• What the task requires
Substitute "in this image" for "in this photo" throughout the entries below and reproduce them with all other text unchanged. Omit the pictures.

• Materials provided
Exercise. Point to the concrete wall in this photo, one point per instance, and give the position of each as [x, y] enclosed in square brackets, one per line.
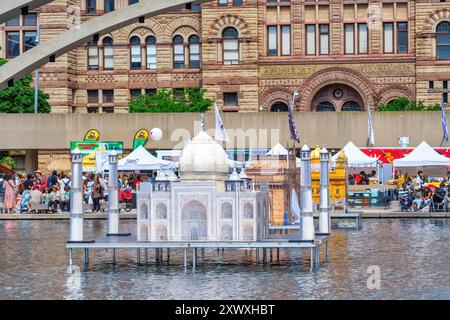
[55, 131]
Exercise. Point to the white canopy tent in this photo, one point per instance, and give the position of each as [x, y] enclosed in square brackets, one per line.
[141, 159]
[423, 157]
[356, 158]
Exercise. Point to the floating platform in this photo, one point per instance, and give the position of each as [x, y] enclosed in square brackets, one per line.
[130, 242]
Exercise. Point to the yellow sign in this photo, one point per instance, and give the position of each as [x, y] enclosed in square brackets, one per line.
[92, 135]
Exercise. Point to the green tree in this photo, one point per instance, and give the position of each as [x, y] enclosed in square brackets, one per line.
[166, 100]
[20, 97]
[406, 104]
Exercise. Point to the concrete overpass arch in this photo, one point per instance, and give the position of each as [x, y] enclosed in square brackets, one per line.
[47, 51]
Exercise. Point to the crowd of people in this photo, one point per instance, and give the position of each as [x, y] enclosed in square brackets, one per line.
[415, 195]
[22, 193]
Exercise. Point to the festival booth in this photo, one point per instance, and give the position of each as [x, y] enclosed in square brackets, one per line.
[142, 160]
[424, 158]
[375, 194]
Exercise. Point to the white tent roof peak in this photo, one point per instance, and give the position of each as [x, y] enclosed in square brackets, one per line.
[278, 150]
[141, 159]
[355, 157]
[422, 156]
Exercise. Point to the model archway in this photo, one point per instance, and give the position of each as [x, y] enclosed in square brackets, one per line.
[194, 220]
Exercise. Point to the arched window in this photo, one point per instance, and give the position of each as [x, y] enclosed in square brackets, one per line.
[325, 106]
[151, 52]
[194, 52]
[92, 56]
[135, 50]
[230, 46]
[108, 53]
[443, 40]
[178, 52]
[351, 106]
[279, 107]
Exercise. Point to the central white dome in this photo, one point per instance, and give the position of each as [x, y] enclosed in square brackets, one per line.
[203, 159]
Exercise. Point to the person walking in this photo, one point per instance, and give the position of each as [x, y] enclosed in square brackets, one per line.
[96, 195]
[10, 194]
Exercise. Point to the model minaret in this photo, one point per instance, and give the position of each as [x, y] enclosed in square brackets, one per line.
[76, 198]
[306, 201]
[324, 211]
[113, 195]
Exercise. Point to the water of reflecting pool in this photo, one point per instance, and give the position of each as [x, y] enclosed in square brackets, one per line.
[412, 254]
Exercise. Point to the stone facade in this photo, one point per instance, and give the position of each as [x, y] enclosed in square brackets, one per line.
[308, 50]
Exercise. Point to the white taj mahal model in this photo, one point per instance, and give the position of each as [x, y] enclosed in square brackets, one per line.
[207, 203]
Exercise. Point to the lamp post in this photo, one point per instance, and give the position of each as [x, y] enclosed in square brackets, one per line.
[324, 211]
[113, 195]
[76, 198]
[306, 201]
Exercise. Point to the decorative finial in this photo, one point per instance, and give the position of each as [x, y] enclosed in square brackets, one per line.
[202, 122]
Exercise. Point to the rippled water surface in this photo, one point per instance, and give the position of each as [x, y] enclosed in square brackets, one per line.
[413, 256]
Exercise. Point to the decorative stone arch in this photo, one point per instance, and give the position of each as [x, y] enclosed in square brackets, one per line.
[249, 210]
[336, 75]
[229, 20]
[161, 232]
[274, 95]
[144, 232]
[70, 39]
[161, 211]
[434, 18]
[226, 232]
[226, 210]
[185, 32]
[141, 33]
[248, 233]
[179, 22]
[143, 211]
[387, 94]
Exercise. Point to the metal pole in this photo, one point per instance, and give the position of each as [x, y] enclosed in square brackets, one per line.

• Complete output
Exercise. Point to the concrete wall in this image, one point per instance, and give the position of each as [x, y] enclosed in square brackets, one per line.
[55, 131]
Exercise. Point to the white canopy tent in this image, one point per instance, and give the position of each as [x, y] enclosed in square brackets, one per line.
[141, 159]
[423, 157]
[356, 158]
Exercise. Point to the floating platform in this image, one point per instance, and give the position of each as [x, y] enclosed in square brackets, one per line.
[130, 242]
Exercise. Point to the yellow sign in this image, one point per instance, and give the position of each as [x, y] enclosed in square brackets, one per line.
[92, 135]
Exercise. Point to the green tree in this image, one point per instance, and give the position of each as [x, y] enclosed in square brackets, one per line.
[166, 100]
[20, 97]
[406, 104]
Exercise. Point to the concrete overpass arch in this image, one point per instance, and give the position of each as [x, y] enclosed in square brackets, one per line.
[47, 51]
Exercise. Point to the crowd of people in this image, one point per instance, and give the position of each as [x, y] enclosed in square brackets, one per line.
[415, 195]
[22, 193]
Exercise. Point to the festival booth in this image, one point per instance, and give the position of each as [x, y] enclosed in square brackets, one per line.
[142, 160]
[424, 158]
[375, 194]
Exercise. Point to the white tent roof peak in this image, one point per instance, and give the position of each as [x, y] enclosed in square brackets, one per line.
[278, 150]
[141, 159]
[355, 157]
[422, 156]
Exercise. Point to the model archway in this image, one point per instance, and give the position of each as [x, y] enclosed in square brackets, one per line.
[194, 220]
Exercise. Point to the arched window in this image, one point per instance, and give the position of each as [x, y] enclosed in square brackets, one per line.
[325, 106]
[151, 52]
[194, 52]
[92, 56]
[135, 50]
[230, 46]
[108, 53]
[443, 40]
[178, 52]
[351, 106]
[279, 107]
Exercise. Point to the central white dome in this image, one point per instance, and give the position of each as [x, y] enclosed in square brackets, one per line.
[203, 159]
Exercise. Point to the person walking in this image, one point per instance, and give the position of each as [x, y] enclosed in square brackets, one per line.
[96, 195]
[10, 194]
Exercise. Point to the model minaret in this image, one point per instance, and give the position of each as [x, y] enclosed in square brackets, one per line.
[76, 198]
[306, 201]
[324, 211]
[113, 195]
Exercise. Point to the water of reflecting pool in this image, one point per instance, and give the position of each as [x, y] enclosed in square brackets, one per line.
[412, 254]
Exercise. Point to the stone facade in this image, one point per instance, and give the position of each as [x, y] enclosed in square brackets, one per line.
[308, 50]
Exercise. Point to the white taj mahal model in this image, one point per instance, and give the position of each as [x, y] enclosed in square brackets, one per line.
[207, 203]
Exercise. Point to the lamp post in this image, one point per instance, and give the position of each as [x, y] enclosed in square brackets, one per line.
[324, 211]
[113, 195]
[76, 198]
[306, 201]
Exercise. Point to the decorative finial in this image, one point per instance, and give the position of each as [x, y] enclosed in square brackets, one per line.
[202, 122]
Exercise. Point to the rippled water surface in this image, one point per instance, and give the position of each as [x, y] enclosed in square brackets, one per line.
[413, 256]
Exercise. Point to the decorative stone arch in this image, one point per instance, and give the position of each as [x, y] enclosed in square brackets, one per line.
[249, 210]
[336, 75]
[229, 20]
[161, 232]
[274, 95]
[144, 232]
[70, 39]
[161, 211]
[434, 18]
[226, 232]
[226, 210]
[185, 32]
[141, 33]
[248, 233]
[179, 22]
[143, 211]
[387, 94]
Exercise. Point to the metal pole in this image, one point per instance, and give the position of each as [x, y] enclosed in square brackets, one per line.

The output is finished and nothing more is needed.